What needs to be done: Print exactly the first lines of the records. Stop after the line containing "Target phrase = rock outcrop", and leave every picture out.

Stored items
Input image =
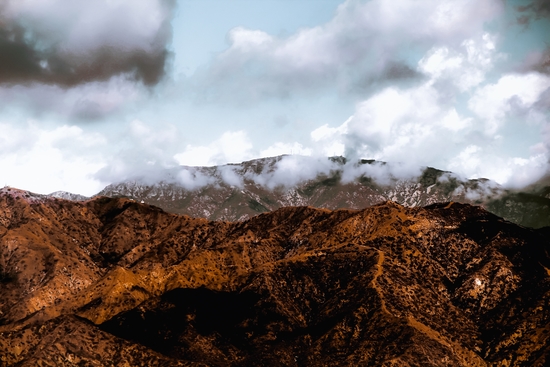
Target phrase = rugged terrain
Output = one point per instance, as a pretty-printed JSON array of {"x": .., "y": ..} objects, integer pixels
[
  {"x": 117, "y": 283},
  {"x": 240, "y": 191}
]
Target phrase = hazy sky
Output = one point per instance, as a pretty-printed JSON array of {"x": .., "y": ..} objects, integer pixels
[{"x": 93, "y": 92}]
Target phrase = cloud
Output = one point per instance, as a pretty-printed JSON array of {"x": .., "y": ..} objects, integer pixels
[
  {"x": 45, "y": 160},
  {"x": 140, "y": 152},
  {"x": 493, "y": 102},
  {"x": 68, "y": 43},
  {"x": 281, "y": 148},
  {"x": 538, "y": 61},
  {"x": 230, "y": 147},
  {"x": 533, "y": 10},
  {"x": 360, "y": 48}
]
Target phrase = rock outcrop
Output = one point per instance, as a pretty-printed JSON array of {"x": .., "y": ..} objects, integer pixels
[{"x": 113, "y": 282}]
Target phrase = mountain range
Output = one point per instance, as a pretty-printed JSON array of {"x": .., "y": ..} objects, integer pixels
[
  {"x": 240, "y": 191},
  {"x": 113, "y": 282}
]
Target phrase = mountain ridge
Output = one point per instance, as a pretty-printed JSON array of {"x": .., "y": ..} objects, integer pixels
[
  {"x": 240, "y": 191},
  {"x": 115, "y": 280}
]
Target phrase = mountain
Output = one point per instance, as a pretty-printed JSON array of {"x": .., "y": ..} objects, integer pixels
[
  {"x": 112, "y": 282},
  {"x": 240, "y": 191}
]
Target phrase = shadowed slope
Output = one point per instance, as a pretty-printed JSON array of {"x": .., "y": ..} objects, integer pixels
[{"x": 385, "y": 286}]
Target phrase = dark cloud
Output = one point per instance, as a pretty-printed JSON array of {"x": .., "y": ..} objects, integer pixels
[
  {"x": 31, "y": 52},
  {"x": 538, "y": 61},
  {"x": 533, "y": 10}
]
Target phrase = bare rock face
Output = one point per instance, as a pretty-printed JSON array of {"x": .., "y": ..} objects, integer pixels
[{"x": 112, "y": 282}]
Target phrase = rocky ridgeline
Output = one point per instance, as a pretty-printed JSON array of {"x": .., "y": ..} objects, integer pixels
[
  {"x": 114, "y": 282},
  {"x": 240, "y": 191}
]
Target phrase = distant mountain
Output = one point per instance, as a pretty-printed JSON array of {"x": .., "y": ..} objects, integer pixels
[
  {"x": 112, "y": 282},
  {"x": 68, "y": 196},
  {"x": 240, "y": 191}
]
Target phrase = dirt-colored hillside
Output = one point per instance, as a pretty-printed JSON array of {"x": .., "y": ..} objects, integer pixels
[{"x": 111, "y": 282}]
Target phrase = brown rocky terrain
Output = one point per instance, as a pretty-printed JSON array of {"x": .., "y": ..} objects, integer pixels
[{"x": 112, "y": 282}]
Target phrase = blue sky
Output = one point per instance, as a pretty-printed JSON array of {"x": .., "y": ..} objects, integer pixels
[{"x": 98, "y": 92}]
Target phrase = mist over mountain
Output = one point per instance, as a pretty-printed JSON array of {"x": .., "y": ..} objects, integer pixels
[
  {"x": 240, "y": 191},
  {"x": 113, "y": 282}
]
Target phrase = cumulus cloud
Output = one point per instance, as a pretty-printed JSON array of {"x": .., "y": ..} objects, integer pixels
[
  {"x": 533, "y": 10},
  {"x": 45, "y": 160},
  {"x": 142, "y": 151},
  {"x": 360, "y": 47},
  {"x": 232, "y": 146}
]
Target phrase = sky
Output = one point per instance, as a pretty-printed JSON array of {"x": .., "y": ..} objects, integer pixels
[{"x": 97, "y": 92}]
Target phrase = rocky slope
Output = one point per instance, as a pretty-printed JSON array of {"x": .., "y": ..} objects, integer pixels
[
  {"x": 114, "y": 282},
  {"x": 240, "y": 191}
]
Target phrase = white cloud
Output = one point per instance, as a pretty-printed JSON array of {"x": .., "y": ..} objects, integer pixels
[
  {"x": 63, "y": 158},
  {"x": 280, "y": 148},
  {"x": 363, "y": 43},
  {"x": 230, "y": 147},
  {"x": 492, "y": 102}
]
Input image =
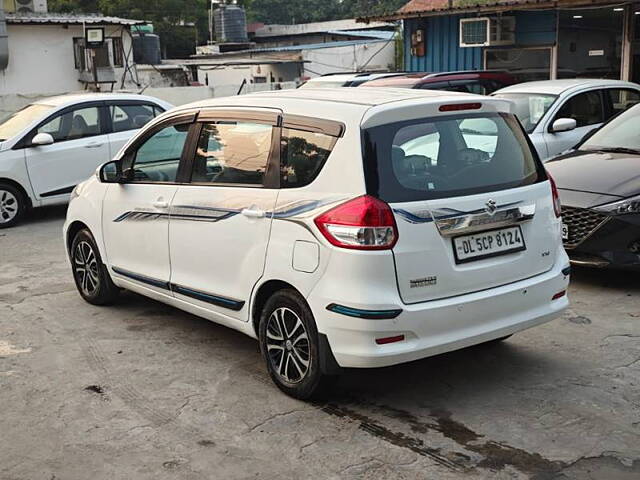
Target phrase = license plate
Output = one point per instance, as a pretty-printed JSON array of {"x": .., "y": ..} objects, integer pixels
[{"x": 468, "y": 248}]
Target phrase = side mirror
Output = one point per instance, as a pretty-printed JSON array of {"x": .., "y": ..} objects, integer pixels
[
  {"x": 41, "y": 139},
  {"x": 563, "y": 125},
  {"x": 111, "y": 172}
]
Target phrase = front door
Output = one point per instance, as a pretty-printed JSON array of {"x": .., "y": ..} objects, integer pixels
[
  {"x": 220, "y": 222},
  {"x": 80, "y": 147},
  {"x": 587, "y": 110},
  {"x": 135, "y": 220}
]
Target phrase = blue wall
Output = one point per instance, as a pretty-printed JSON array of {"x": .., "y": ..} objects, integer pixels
[{"x": 443, "y": 52}]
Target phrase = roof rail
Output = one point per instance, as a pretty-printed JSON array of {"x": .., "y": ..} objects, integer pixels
[{"x": 442, "y": 74}]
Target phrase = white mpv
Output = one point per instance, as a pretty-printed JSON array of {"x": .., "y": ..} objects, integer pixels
[{"x": 341, "y": 227}]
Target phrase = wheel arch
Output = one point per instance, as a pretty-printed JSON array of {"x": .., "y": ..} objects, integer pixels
[
  {"x": 19, "y": 186},
  {"x": 262, "y": 295}
]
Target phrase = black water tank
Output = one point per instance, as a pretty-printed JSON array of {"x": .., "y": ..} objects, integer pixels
[
  {"x": 146, "y": 49},
  {"x": 230, "y": 24}
]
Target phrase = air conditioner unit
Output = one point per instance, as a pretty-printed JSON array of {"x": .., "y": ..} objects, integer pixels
[
  {"x": 486, "y": 31},
  {"x": 31, "y": 6}
]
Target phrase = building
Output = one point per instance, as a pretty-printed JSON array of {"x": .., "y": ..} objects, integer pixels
[
  {"x": 47, "y": 55},
  {"x": 293, "y": 53},
  {"x": 533, "y": 39}
]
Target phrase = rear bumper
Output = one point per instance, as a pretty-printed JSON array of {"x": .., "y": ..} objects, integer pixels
[{"x": 440, "y": 326}]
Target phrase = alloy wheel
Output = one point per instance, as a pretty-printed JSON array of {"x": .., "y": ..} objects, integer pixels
[
  {"x": 9, "y": 206},
  {"x": 288, "y": 345},
  {"x": 85, "y": 266}
]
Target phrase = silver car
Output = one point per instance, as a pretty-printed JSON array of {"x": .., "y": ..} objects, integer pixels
[{"x": 557, "y": 114}]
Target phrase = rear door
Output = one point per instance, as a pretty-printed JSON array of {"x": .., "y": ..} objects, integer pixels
[
  {"x": 471, "y": 203},
  {"x": 221, "y": 220},
  {"x": 125, "y": 118},
  {"x": 80, "y": 146}
]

Response area:
Input image =
Target phrase = rugged terrain
Output = one point per instance, as a pretty-printed JSON array of {"x": .., "y": ..} objects, integer pixels
[
  {"x": 117, "y": 283},
  {"x": 240, "y": 191}
]
Target phrase = hazy sky
Output = one point per instance, as a pretty-printed JSON array of {"x": .., "y": ..} objects, integer pixels
[{"x": 93, "y": 92}]
Target phrase = cloud
Output = one point per instance, as a pretty-printed JSON array of {"x": .., "y": ..} objects, integer pixels
[
  {"x": 45, "y": 160},
  {"x": 140, "y": 152},
  {"x": 493, "y": 102},
  {"x": 68, "y": 43},
  {"x": 281, "y": 148},
  {"x": 538, "y": 61},
  {"x": 230, "y": 147},
  {"x": 533, "y": 10},
  {"x": 360, "y": 48}
]
Target phrase = rock outcrop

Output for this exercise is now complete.